Stored data
────────────────────

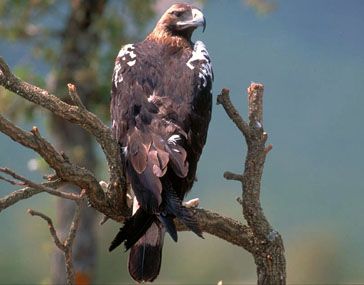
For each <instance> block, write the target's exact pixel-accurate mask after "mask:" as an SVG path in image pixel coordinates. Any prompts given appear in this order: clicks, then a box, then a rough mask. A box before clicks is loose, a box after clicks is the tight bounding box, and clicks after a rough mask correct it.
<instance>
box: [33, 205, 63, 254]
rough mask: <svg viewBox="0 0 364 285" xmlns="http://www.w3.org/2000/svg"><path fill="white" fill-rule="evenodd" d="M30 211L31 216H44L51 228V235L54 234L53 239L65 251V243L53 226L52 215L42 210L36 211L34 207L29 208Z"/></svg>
mask: <svg viewBox="0 0 364 285" xmlns="http://www.w3.org/2000/svg"><path fill="white" fill-rule="evenodd" d="M28 213H29V214H30V215H31V216H38V217H40V218H42V219H43V220H45V221H46V222H47V224H48V228H49V232H50V233H51V236H52V239H53V241H54V243H55V245H56V246H57V247H58V248H59V249H60V250H62V251H63V252H64V251H65V245H64V244H63V243H62V242H61V241H60V240H59V238H58V235H57V231H56V229H55V228H54V226H53V222H52V219H51V218H50V217H48V216H46V215H44V214H43V213H41V212H37V211H34V210H33V209H28Z"/></svg>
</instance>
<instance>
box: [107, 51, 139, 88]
mask: <svg viewBox="0 0 364 285" xmlns="http://www.w3.org/2000/svg"><path fill="white" fill-rule="evenodd" d="M134 50H135V47H134V45H133V44H127V45H124V46H122V47H121V49H120V51H119V53H118V56H117V61H116V64H115V67H114V75H113V82H114V85H115V87H118V84H119V83H121V82H122V81H123V75H122V74H121V72H120V70H121V63H120V62H119V60H118V58H119V59H121V60H122V61H127V62H126V64H127V65H129V66H130V67H131V66H133V65H134V64H135V62H136V59H135V58H136V54H135V52H134Z"/></svg>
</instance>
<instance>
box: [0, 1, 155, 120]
mask: <svg viewBox="0 0 364 285" xmlns="http://www.w3.org/2000/svg"><path fill="white" fill-rule="evenodd" d="M154 2H155V1H154V0H147V1H145V0H128V1H125V2H119V1H110V2H108V4H107V6H106V7H105V10H104V12H103V14H102V15H101V17H97V18H95V19H93V23H92V29H93V32H94V33H95V34H97V36H98V37H99V38H100V42H99V43H98V42H95V43H93V45H92V46H90V47H89V50H88V52H87V53H86V54H85V56H86V57H87V58H85V59H84V60H83V62H84V63H85V66H84V67H83V68H80V70H79V71H78V72H77V73H76V74H75V77H74V78H73V80H74V82H75V83H76V85H77V83H80V82H87V81H90V82H93V83H96V84H95V91H96V92H95V94H93V95H92V96H90V97H88V98H86V100H87V105H88V107H89V109H90V110H91V111H93V112H96V113H97V114H98V115H99V116H100V117H101V118H103V119H105V120H106V119H108V118H109V94H110V87H111V79H110V78H111V75H112V70H113V66H114V59H115V56H116V54H117V52H118V50H119V49H120V46H121V45H123V44H125V43H128V42H132V41H135V40H138V39H140V38H141V33H142V32H143V30H144V28H145V27H146V25H147V24H148V23H149V21H150V20H151V19H152V18H153V16H154V10H153V4H154ZM69 12H70V6H69V4H68V3H67V2H64V1H54V0H30V1H22V0H18V1H12V0H3V1H0V19H1V20H0V37H1V38H4V39H6V40H8V41H13V42H19V41H25V40H26V43H27V44H30V45H31V49H32V52H33V53H32V55H33V56H34V58H36V59H38V60H40V61H41V62H46V63H47V64H48V65H49V67H50V70H53V71H55V72H57V73H59V72H62V71H59V70H58V69H59V68H58V67H59V59H60V55H61V53H62V52H63V51H62V45H63V44H64V42H63V40H64V37H63V32H64V31H63V29H64V28H65V27H66V26H67V24H66V22H67V19H68V17H69V15H68V14H69ZM55 16H56V17H55ZM60 23H61V24H60ZM17 75H18V76H19V77H21V78H23V79H26V80H28V81H30V82H32V83H34V84H36V85H39V86H42V87H45V80H44V79H43V80H41V78H45V75H44V74H42V75H40V74H37V73H36V72H35V71H34V70H31V69H30V68H24V67H21V68H20V67H19V68H17ZM65 88H66V87H65V86H64V87H61V89H60V90H57V93H58V94H57V95H59V96H63V95H64V94H66V92H67V91H66V89H65ZM1 92H2V93H3V94H2V93H0V94H1V95H2V96H1V97H0V110H1V111H2V112H5V113H7V114H8V115H9V116H11V117H12V118H16V119H27V120H28V119H32V116H33V114H34V110H35V109H36V107H35V106H33V105H31V104H29V103H26V102H25V101H24V100H22V99H21V98H17V97H16V96H11V95H10V94H8V93H7V92H5V91H1ZM81 95H82V94H81Z"/></svg>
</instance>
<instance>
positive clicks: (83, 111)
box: [0, 57, 127, 207]
mask: <svg viewBox="0 0 364 285" xmlns="http://www.w3.org/2000/svg"><path fill="white" fill-rule="evenodd" d="M0 85H2V86H3V87H5V88H6V89H8V90H10V91H12V92H14V93H16V94H17V95H19V96H21V97H23V98H24V99H26V100H28V101H30V102H33V103H35V104H37V105H39V106H41V107H43V108H45V109H47V110H49V111H51V112H52V113H54V114H55V115H57V116H60V117H61V118H63V119H65V120H67V121H69V122H71V123H73V124H76V125H79V126H81V127H82V128H83V129H85V130H86V131H87V132H89V133H90V134H91V135H93V136H94V137H95V139H96V140H97V142H98V143H99V145H100V146H101V148H102V150H103V151H104V154H105V157H106V160H107V162H108V166H109V173H110V182H111V183H110V184H109V185H110V188H111V189H110V190H112V191H110V193H108V195H109V196H112V197H113V199H111V200H112V201H113V203H115V204H117V205H118V206H119V207H120V204H122V205H124V206H125V205H126V197H125V196H126V191H127V187H126V183H125V179H123V178H124V177H125V176H124V173H123V170H122V167H121V165H122V164H121V156H120V147H119V145H118V143H117V142H116V140H114V139H113V137H112V133H111V130H110V128H108V127H107V126H105V125H104V124H103V123H102V122H101V121H100V120H99V119H98V118H97V117H96V116H95V115H94V114H93V113H91V112H89V111H87V110H86V109H85V108H80V107H79V106H73V105H69V104H67V103H65V102H63V101H62V100H61V99H59V98H58V97H56V96H55V95H53V94H50V93H49V92H48V91H46V90H44V89H41V88H39V87H36V86H34V85H31V84H29V83H27V82H25V81H22V80H21V79H19V78H17V77H16V76H15V75H14V74H13V73H12V72H11V71H10V68H9V66H8V65H7V64H6V63H5V61H4V60H3V59H2V58H1V57H0ZM72 86H73V85H72V84H70V87H71V90H70V96H71V98H72V99H74V100H76V101H77V103H78V104H77V105H79V104H80V102H81V100H78V99H76V98H77V95H76V94H77V93H76V90H75V89H73V88H72ZM81 104H82V103H81ZM28 147H29V146H28ZM33 149H34V148H33ZM52 167H53V166H52ZM120 190H121V191H120Z"/></svg>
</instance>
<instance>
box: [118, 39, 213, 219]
mask: <svg viewBox="0 0 364 285" xmlns="http://www.w3.org/2000/svg"><path fill="white" fill-rule="evenodd" d="M160 49H161V47H160V46H158V45H156V44H153V43H148V42H146V41H144V42H141V43H138V44H135V45H125V46H124V47H123V48H122V49H121V50H120V52H119V54H118V56H117V58H116V62H115V68H114V73H113V78H112V81H113V82H112V101H111V116H112V126H113V132H114V135H115V137H116V138H117V139H118V141H119V143H120V144H121V146H122V147H123V150H124V155H125V158H126V159H125V161H126V165H125V167H126V171H127V173H128V177H129V179H130V182H131V184H132V186H133V190H134V192H135V195H136V197H137V199H138V202H139V204H140V206H141V207H142V208H143V209H144V210H146V211H147V212H156V211H158V208H159V206H160V204H161V202H162V196H161V192H162V184H161V179H160V178H161V177H162V176H164V175H165V173H166V171H167V169H168V168H171V169H173V172H174V174H175V175H176V176H177V177H179V178H186V179H185V180H186V181H187V182H185V183H182V184H183V188H185V189H180V191H178V192H179V194H180V192H186V191H188V190H189V189H190V187H191V186H192V183H193V180H194V177H195V171H196V165H197V161H198V159H199V156H200V154H201V151H202V147H203V145H204V144H205V141H206V135H207V128H208V123H209V121H210V114H211V81H212V77H213V74H212V69H211V63H210V58H209V56H208V53H207V51H206V48H205V46H204V44H203V43H202V42H200V41H198V42H196V44H195V46H194V50H193V52H191V51H190V52H186V51H185V52H180V54H173V52H174V51H173V49H172V50H167V49H166V50H162V51H161V50H160ZM163 53H164V54H165V56H163ZM189 165H190V167H189ZM179 196H181V195H179Z"/></svg>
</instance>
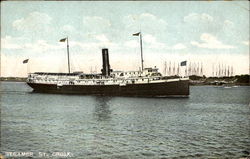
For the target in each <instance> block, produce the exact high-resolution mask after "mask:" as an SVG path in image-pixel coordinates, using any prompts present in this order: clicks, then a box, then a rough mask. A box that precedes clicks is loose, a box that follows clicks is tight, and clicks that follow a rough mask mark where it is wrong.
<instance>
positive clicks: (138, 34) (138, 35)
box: [133, 32, 141, 36]
mask: <svg viewBox="0 0 250 159" xmlns="http://www.w3.org/2000/svg"><path fill="white" fill-rule="evenodd" d="M140 34H141V32H139V33H135V34H133V36H139V35H140Z"/></svg>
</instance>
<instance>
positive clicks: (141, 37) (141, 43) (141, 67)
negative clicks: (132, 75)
mask: <svg viewBox="0 0 250 159" xmlns="http://www.w3.org/2000/svg"><path fill="white" fill-rule="evenodd" d="M133 36H140V47H141V68H142V71H143V68H144V67H143V52H142V34H141V31H140V32H138V33H135V34H133Z"/></svg>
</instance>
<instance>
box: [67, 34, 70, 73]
mask: <svg viewBox="0 0 250 159" xmlns="http://www.w3.org/2000/svg"><path fill="white" fill-rule="evenodd" d="M67 54H68V70H69V73H70V61H69V38H68V37H67Z"/></svg>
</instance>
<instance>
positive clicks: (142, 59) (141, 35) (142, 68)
mask: <svg viewBox="0 0 250 159" xmlns="http://www.w3.org/2000/svg"><path fill="white" fill-rule="evenodd" d="M140 45H141V68H142V71H143V52H142V33H141V32H140Z"/></svg>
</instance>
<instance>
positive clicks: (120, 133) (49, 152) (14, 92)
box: [0, 82, 250, 158]
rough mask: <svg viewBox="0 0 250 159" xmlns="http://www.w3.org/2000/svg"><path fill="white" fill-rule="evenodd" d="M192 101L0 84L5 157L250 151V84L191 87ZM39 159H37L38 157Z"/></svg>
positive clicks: (1, 132)
mask: <svg viewBox="0 0 250 159" xmlns="http://www.w3.org/2000/svg"><path fill="white" fill-rule="evenodd" d="M190 91H191V96H190V97H189V98H184V99H183V98H129V97H96V96H81V95H53V94H38V93H31V89H30V88H29V87H28V86H27V85H26V84H25V83H15V82H1V83H0V106H1V152H2V153H3V154H4V153H5V152H34V156H35V157H38V155H37V154H38V152H44V153H46V154H50V155H51V154H52V153H53V152H70V155H71V156H72V155H73V157H71V158H240V157H244V156H247V155H248V154H249V152H250V120H249V119H250V106H249V101H250V87H232V88H223V87H211V86H200V87H191V90H190ZM38 158H39V157H38Z"/></svg>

────────────────────

Copy out each line of the data that holds the string "image".

For each <instance> block, write the target's exact pixel-accurate mask after "mask:" as an SVG path in image pixel coordinates. Any prompts given appear in this order: clicks, then a box, then a rough mask. A box before clicks is loose, a box after clicks is the tight bounding box, and clicks after a rough mask correct it.
For the target in each <instance> block, produce the exact high-resolution mask after "mask:" as an SVG path in image-pixel coordinates, using any prompts present in this order: clicks, then a box, then a rough mask. A box that precedes clicks is loose, a box that follows clicks is tight, and clicks that follow a rough mask mark where it is wrong.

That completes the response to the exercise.